→ **EXTRACT PROVIDED**
The fascinating artistic effect of 'Nóż w wodzie' is the result of a teamwork which involved a lot of collective improvisation. The makers' crew consisted of Roman Polański as director and co-writer, Jerzy Skolimowski as co-script writer, Jerzy Lipman as cinematographer, and Krzysztof Komeda as composer. In short: "all stars".
A beautiful yacht is waiting for them in the marina and they invite the boy on board. While cruising the lakes, Andrzej makes an effort to impress him by his financial status, life experience, and wife. Andrzej's behaviour makes the boy scorn and deride him in front of the wife. The conflict of the two men continues to escalate. A heated argument ensues and the boy, hit by Andrzej, falls into the lake and disappears. Andrzej, horrified, jumps into the lake to save him, but cannot find him and thinking that a tragedy had taken place, steers to the coast to notify the police. Meanwhile the boy, who had been hiding behind a buoy and witnessed Andrzej's desperate search and Krystyna's bitter reproaches, returns to the yacht. He overnights on board and seduces Krystyna. In the morning, while the yacht is on its way to the marina, the boy jumps out and Krystyna pulls in on her own. She learns that Andrzej has chickened out and not alarmed the police. Krystyna confesses to him that she has betrayed him, but Andrzej refuses to believe her.
I wanted my first feature film to be cool, brain-worked, construed, and precisely, almost formalistically constructed. It was to resemble a classical thriller: a married couple take on board of their yacht a passenger who then vanishes in mysterious circumstances. My idea from the very start was to show a conflict-rich interaction between characters confined in a limited space. (Roman Polański, Roman. Warszawa 1989)
The fascinating artistic effect of 'Nóż w wodzie' is the result of teamwork involving collective improvisation. The style of the picture seems to have been shaped chiefly by a quartet composed of Roman Polanski as director (bandleader and arranger of it all) and co-writer; Jerzy Skolimowski as co-script writer and superb dialogue writer; Jerzy Lipman as cinematographer; and Krzysztof Komeda as composer and performer of the score. In short: 'all stars'. It is to them that the film owes its intense atmosphere, spontaneity, vibration, colour and drive (Marek Hendrykowski Kwartalnik Filmowy, 1997).
As tension and antagonisms grow, Komeda's music intensifies the nervousness, vagueness, irony that has marked the characters' style from the start. A conflict of ambition escalates between the two men, while the woman seems no more than a catalyst accelerating the violent, uncontrolled expressions of their bruised egos. But then there is the conflict between her and the husband, one that we guess to be there from the start without knowing its nature or causes. The explanation arrives unexpectedly through music - the key to the riddle is provided by the lyrics of the song sung by the woman at her husband's request. She sings about the useless words between people who lied to each other and loved each other poorly. The music uses one of jazz motives that recur throughout the film. From then on each instrumental rendering of that theme brings to mind the chorus 'We have loved each other poorly... (Alicja Helman, Na ścieżce dźwiękowej. O muzyce w filmie / On the Soundtrack: Film Music, Kraków 1968).

→ **BRIEF 1**
In the text about the film 'Nóż w wodzie', reproduce the passage starting at "I wanted my" and ending at "Roman. Warszawa 1989)", substituting "boat" for "yacht".
→ **BRIEF 2**
According to the text about the film 'Nóż w wodzie', who served as its cinematographer?

→ **DATA SEGMENT**
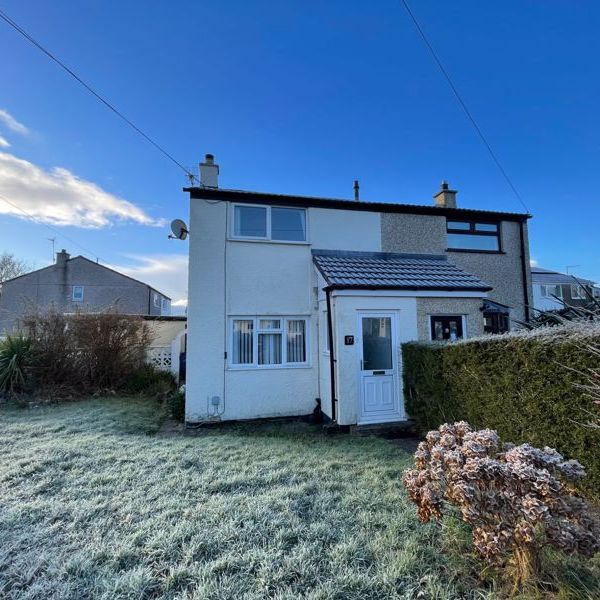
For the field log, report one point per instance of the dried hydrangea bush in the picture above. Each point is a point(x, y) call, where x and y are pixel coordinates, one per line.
point(515, 498)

→ **CORRECT RESPONSE 1**
I wanted my first feature film to be cool, brain-worked, construed, and precisely, almost formalistically constructed. It was to resemble a classical thriller: a married couple take on board of their boat a passenger who then vanishes in mysterious circumstances. My idea from the very start was to show a conflict-rich interaction between characters confined in a limited space. (Roman Polański, Roman. Warszawa 1989)

→ **CORRECT RESPONSE 2**
Jerzy Lipman